▸ Work instructions
Look through the records below and collect all lines that hold the string "sheep".

Recorded data section start

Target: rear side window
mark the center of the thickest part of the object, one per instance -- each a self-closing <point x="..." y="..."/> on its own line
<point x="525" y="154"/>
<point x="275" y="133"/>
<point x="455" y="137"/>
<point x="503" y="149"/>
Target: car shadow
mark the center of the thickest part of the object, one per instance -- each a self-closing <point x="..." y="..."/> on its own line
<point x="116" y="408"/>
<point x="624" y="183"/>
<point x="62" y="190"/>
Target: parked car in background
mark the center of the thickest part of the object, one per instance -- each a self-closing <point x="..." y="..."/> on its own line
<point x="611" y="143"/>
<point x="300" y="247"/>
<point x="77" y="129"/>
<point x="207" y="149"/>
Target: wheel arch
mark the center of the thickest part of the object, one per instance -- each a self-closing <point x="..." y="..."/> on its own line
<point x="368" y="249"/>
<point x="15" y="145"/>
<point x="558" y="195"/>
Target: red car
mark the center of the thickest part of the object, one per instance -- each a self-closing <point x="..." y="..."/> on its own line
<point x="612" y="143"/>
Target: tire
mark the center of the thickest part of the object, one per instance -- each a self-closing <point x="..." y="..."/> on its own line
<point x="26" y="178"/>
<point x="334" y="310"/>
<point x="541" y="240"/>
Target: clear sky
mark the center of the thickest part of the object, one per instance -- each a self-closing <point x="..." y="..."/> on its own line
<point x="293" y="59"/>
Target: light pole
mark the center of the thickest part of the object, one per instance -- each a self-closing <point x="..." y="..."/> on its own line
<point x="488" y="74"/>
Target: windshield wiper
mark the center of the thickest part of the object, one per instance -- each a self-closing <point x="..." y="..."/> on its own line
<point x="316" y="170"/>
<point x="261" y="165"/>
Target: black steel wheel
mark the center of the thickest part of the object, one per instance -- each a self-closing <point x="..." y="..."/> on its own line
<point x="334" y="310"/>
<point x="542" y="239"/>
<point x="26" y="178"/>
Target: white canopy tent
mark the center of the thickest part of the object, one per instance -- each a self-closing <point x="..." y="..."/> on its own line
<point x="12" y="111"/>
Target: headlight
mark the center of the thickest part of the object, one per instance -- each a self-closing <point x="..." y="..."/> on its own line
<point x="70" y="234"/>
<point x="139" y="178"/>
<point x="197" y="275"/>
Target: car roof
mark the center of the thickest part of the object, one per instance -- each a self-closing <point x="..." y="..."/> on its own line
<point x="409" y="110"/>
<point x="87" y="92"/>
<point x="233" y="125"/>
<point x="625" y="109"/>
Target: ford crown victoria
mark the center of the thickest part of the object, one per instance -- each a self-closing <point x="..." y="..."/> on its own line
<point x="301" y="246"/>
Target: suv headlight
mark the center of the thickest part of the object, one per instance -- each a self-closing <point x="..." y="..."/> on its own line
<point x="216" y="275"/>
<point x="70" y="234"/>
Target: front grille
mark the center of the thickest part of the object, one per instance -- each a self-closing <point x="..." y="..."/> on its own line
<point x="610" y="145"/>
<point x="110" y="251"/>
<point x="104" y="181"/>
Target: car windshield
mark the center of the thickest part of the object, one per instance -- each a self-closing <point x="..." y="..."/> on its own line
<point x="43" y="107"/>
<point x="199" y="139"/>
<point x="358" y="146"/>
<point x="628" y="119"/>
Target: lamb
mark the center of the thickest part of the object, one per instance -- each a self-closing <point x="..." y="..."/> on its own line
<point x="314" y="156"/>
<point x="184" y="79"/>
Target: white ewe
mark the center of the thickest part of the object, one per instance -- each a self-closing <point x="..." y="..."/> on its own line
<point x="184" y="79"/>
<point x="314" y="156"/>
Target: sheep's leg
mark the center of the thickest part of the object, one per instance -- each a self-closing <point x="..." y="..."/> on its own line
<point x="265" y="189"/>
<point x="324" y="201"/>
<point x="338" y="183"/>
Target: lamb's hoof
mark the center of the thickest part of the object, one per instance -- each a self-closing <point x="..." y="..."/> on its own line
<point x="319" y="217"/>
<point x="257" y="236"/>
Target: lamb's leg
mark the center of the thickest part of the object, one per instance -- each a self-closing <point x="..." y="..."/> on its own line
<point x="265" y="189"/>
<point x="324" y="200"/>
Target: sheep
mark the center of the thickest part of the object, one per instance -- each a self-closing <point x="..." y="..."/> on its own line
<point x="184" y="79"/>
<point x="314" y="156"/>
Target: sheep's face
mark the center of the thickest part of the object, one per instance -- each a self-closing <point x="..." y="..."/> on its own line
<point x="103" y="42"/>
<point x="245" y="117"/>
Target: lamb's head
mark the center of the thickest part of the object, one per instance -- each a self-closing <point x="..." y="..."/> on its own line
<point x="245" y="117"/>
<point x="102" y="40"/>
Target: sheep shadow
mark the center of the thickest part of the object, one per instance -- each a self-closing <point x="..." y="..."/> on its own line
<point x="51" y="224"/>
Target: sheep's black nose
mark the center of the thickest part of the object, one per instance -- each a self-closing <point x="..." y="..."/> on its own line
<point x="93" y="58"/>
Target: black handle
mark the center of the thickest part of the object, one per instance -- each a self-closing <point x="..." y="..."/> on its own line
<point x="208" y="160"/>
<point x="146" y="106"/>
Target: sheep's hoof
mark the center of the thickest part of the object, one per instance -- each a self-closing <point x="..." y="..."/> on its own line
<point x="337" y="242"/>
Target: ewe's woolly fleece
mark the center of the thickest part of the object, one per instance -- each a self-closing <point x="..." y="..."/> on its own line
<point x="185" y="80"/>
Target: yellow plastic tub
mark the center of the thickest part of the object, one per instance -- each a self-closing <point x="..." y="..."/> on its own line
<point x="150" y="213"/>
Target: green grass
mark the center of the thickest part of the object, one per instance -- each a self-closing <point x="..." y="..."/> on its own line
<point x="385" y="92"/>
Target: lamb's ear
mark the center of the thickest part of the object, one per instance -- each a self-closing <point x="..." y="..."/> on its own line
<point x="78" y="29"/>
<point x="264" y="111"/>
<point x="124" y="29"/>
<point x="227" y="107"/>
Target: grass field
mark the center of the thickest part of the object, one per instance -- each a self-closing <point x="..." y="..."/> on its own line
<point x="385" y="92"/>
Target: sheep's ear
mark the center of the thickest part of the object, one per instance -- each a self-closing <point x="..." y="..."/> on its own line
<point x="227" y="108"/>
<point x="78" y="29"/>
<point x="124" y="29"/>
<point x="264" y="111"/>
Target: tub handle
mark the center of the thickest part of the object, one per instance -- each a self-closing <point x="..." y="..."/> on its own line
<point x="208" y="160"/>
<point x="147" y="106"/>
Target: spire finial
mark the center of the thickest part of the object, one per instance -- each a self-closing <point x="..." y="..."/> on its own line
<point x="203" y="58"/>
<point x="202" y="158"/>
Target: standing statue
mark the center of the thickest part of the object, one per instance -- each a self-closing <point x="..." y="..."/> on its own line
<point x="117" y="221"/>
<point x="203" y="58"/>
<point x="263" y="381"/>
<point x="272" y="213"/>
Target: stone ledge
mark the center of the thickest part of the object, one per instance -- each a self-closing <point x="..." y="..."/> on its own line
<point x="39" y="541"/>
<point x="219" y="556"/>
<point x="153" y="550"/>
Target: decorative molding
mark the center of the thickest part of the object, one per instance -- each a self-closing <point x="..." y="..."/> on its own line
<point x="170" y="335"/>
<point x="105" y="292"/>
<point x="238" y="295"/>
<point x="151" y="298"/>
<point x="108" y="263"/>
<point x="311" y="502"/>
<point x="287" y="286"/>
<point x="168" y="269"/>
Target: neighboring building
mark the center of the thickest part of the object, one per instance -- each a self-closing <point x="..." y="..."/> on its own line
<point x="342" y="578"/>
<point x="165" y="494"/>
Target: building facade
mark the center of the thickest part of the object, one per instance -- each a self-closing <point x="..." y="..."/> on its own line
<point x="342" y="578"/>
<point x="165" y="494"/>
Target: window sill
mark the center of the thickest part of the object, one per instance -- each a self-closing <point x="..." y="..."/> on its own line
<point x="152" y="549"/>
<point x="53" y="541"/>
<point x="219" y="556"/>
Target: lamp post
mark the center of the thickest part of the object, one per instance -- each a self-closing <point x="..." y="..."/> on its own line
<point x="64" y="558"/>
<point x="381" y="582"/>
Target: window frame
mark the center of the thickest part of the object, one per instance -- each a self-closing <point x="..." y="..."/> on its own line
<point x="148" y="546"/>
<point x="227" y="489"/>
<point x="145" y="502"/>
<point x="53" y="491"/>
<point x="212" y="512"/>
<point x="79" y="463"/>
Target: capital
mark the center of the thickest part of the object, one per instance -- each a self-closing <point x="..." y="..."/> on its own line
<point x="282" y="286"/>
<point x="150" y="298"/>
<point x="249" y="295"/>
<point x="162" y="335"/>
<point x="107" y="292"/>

Recorded data section end

▸ Task solution
Target: sheep's leg
Target: sheep
Target: sheep's face
Target: sheep shadow
Target: sheep's black nose
Target: sheep's hoof
Target: sheep's ear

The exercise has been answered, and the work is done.